In the response, the entries must appear exactly as supplied.
:: DATA TO EXAMINE
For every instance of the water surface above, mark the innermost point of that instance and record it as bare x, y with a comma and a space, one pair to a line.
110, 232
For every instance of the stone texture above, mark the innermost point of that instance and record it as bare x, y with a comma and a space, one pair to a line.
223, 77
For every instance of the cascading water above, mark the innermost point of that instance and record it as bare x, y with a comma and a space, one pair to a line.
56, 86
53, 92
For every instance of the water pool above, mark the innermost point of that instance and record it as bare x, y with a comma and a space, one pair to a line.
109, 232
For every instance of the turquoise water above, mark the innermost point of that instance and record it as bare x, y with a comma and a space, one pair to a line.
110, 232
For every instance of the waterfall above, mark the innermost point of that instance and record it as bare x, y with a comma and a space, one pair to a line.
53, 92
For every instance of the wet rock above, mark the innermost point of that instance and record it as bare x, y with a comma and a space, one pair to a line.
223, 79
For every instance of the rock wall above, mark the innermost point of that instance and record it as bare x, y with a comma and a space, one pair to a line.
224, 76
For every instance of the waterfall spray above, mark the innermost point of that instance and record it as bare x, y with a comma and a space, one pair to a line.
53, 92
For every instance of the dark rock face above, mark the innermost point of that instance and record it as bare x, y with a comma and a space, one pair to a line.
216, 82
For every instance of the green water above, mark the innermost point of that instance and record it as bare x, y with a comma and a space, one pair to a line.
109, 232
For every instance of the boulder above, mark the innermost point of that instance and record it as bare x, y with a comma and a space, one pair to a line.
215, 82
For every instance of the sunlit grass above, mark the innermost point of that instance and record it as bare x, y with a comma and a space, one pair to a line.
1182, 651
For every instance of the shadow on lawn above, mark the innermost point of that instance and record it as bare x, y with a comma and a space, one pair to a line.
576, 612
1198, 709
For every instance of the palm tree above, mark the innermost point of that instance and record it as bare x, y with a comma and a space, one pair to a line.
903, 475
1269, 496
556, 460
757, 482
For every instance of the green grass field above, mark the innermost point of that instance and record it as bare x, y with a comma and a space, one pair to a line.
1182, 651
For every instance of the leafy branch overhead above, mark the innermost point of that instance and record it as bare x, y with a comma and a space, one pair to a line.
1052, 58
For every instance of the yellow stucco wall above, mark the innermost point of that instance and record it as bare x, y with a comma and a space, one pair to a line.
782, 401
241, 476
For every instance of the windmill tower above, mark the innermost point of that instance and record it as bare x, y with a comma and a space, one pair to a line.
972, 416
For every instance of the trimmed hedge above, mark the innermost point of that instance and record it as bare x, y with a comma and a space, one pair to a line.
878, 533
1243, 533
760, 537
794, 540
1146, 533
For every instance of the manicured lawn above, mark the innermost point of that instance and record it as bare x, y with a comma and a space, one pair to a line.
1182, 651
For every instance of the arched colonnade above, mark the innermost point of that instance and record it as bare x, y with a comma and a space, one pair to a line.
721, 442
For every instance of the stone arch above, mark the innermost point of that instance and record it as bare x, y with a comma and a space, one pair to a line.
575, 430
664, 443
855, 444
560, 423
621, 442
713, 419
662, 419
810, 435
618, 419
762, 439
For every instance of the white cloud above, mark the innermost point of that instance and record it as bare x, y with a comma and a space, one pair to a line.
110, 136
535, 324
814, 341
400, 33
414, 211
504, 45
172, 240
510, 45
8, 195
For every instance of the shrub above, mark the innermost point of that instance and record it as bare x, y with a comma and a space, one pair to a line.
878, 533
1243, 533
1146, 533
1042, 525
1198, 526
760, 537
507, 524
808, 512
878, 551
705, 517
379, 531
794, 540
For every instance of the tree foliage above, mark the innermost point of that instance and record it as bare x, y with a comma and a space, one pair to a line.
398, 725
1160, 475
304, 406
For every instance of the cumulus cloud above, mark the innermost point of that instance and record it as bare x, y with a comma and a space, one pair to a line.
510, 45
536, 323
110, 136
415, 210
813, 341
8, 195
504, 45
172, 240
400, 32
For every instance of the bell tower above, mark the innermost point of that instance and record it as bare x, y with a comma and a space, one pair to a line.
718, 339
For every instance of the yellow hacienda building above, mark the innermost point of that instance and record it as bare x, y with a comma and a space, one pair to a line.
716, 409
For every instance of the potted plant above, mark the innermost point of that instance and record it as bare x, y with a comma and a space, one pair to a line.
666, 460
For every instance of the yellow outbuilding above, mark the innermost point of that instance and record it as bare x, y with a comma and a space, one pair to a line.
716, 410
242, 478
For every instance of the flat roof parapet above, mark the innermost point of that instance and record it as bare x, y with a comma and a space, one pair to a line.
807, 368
::::
ANSWER AREA –
For every instance of the water surface above, mark the innermost point of that instance and record it as bare x, y with a comma and a space, one pair to a line.
110, 232
For every instance of the stone texture above, mark the innermost point of that instance and record it as bare x, y with a comma and a space, one pair to a line.
223, 77
For every instance of the cascading water above, mark the innermost point of that instance and record it as bare x, y with a comma and a space, one pair to a line.
56, 86
53, 92
For every instance of the water pool above, mark the innermost point of that instance and record it as bare x, y with a comma and a space, one pair to a line.
109, 232
For every instance of the turquoise water above, mark the innermost point of that instance and record it as bare x, y with a comma and a space, one pair to a line.
110, 232
For every instance of the waterfall above, mark the innermost point of that instance and record it as bare x, y with a comma and a space, one pair to a line.
53, 92
For every instance of the wet rock above, mark the innermost point of that instance and record it as bare x, y with a comma and a space, one pair to a line.
223, 79
For every instance of the rock wall above, mark the innermost point of that instance and record it as bare x, y with a comma and a space, one pair to a line.
224, 76
For every instance of the waterfall spray above, mark the innermost point of that instance and record it as bare x, y with a comma and a space, one pair to a line.
53, 92
For every instance of the dark rock face above, mark the innermost point of that instance and record it as bare x, y with a comma and a space, one pair to a line.
216, 82
For every instance of the green water above, mark the innermost point of that instance and record it as bare x, y with a comma and a space, one pair to a line.
109, 232
For every instance of the boulder above, mark the innermost point of that instance and record it as bare x, y with a comma and a space, one pair to a line.
215, 82
For every instance of the sunlit grass above, mark the innermost point of that instance and record it as bare x, y with a comma and a space, one pair to a line.
1182, 651
For every instance of the shadow on lawn above, mark the innermost point of that instance and record it as bare x, y with a comma and a space, one pair to a line.
576, 612
1198, 709
For every instance of the palm tree above, mark the innermost point of that instance and record it as bare x, y with a comma and a space, one pair to a line.
903, 475
1269, 496
556, 460
757, 482
For every instance of the green grass field above, mark the innermost point of that instance and record it as bare x, y with a comma and a space, one pair to a line.
1182, 651
For every instance of the leafy branch overhead above, mark the innermost point of that instance and record it as bare x, y with a comma and a space, one pair to a line.
1052, 58
For every instance of the yellow stucco wall above, mark the innermost point of that instance and record it as bare x, y with a comma and a space, one pair to a line.
782, 401
241, 476
For every instance of the windmill tower above, mark the innermost point of that instance and record it as bare x, y with a comma and a space, one pair to a line.
972, 416
For every instance of the trimmed hedge above, mark the innermost point of that instance and record it as bare x, y with a comma and a space, one pair to a line.
878, 533
1243, 533
760, 537
794, 540
1146, 533
For every instance of the manicured lawn above, mark the innermost point of that instance and record it as bare x, y with a comma and a space, one pair to a line.
1182, 651
For every instance of the arched colonnade above, mark the innermost point of that instance and record it as bare x, y with a comma and a space, one pair to a line.
721, 442
For every instance of the stone arch above, mark the innermost point of that instance and record it as bare x, y with a comma and a space, one pair to a line.
575, 430
664, 443
855, 444
560, 423
621, 442
713, 419
662, 419
810, 435
618, 419
762, 439
For every instance of the white cloud above, mark the innermost point of that instance and record it as bare x, y with a comma and a space, one pair to a line.
110, 136
535, 324
814, 341
400, 33
414, 211
504, 45
172, 240
510, 45
8, 195
For every instance of the shrub above, mark the innermost point of that instance and record it as bare x, y with a comma and a space, one pair to a line.
878, 533
1243, 533
1146, 533
1042, 525
1198, 526
760, 537
507, 524
808, 512
878, 551
705, 517
379, 531
794, 540
For every instance of the tree foliage above, mark the innermost point of that instance and record it as bare x, y with a comma and a space, one pair to a line.
398, 725
1160, 475
304, 406
For every instance of the cumulus cloud above, mark the innermost point of that instance and record it as bare x, y with a comma and a space, one pair to a line.
510, 45
536, 323
110, 136
415, 210
813, 341
8, 195
504, 45
172, 240
400, 32
For every instance of the bell tower above, mark the innermost point of that instance and record it as bare x, y with a comma and a space, one pair to a line.
718, 339
For every instance of the yellow hacienda building above, mark the innermost point of that instance and record it as bare x, y with a comma and a space, one pair to a line.
716, 409
For every instance of the potted plant above, mark the innermost point of that instance and record it as bare x, y with a comma and a space, one pair to a line.
666, 460
For every instance of the yellow outbuilding above, mark the innermost point of that instance and record it as bare x, y with a comma and a space, one pair to a line.
716, 410
242, 478
For every instance of the flat roof parapet above, mark the innermost point of that instance and record it as bare x, y with a comma and a space, one pair to a line.
807, 368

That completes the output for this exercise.